TASK ITEM: Whenever a line of the data below holds the string "target", copy that line.

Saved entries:
⁂
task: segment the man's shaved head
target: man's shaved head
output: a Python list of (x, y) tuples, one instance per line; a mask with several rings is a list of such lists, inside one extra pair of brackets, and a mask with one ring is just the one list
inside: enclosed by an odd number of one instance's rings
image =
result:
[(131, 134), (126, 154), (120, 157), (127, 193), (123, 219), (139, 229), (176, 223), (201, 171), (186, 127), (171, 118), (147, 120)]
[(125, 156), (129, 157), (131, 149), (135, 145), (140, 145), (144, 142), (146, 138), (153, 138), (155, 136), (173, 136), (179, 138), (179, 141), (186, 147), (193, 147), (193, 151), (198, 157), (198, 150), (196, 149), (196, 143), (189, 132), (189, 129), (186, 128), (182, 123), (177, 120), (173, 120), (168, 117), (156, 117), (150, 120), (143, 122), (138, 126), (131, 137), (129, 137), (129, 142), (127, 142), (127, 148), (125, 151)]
⁂
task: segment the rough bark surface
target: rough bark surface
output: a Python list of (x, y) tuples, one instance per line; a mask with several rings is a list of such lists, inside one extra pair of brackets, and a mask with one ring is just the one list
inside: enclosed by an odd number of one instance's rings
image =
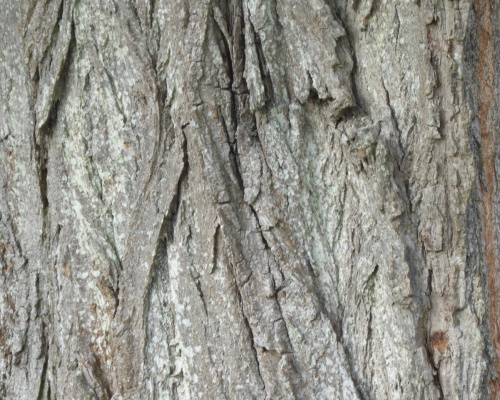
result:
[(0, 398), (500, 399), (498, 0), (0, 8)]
⁂
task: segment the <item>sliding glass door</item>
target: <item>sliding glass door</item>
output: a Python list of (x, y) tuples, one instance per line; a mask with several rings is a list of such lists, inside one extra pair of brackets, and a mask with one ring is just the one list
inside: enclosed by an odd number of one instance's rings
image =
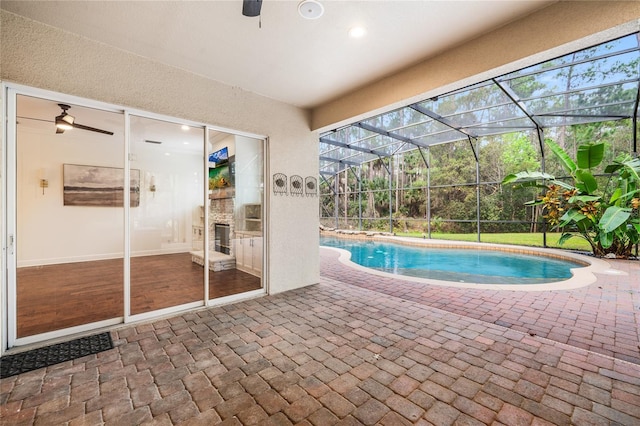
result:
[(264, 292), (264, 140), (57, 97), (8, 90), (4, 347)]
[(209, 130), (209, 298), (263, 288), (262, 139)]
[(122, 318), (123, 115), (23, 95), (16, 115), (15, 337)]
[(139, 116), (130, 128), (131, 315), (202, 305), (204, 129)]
⁂
RESPONSE TO THIS EXERCISE:
target: man's shaved head
target: rough bark surface
target: <item>sliding glass door</item>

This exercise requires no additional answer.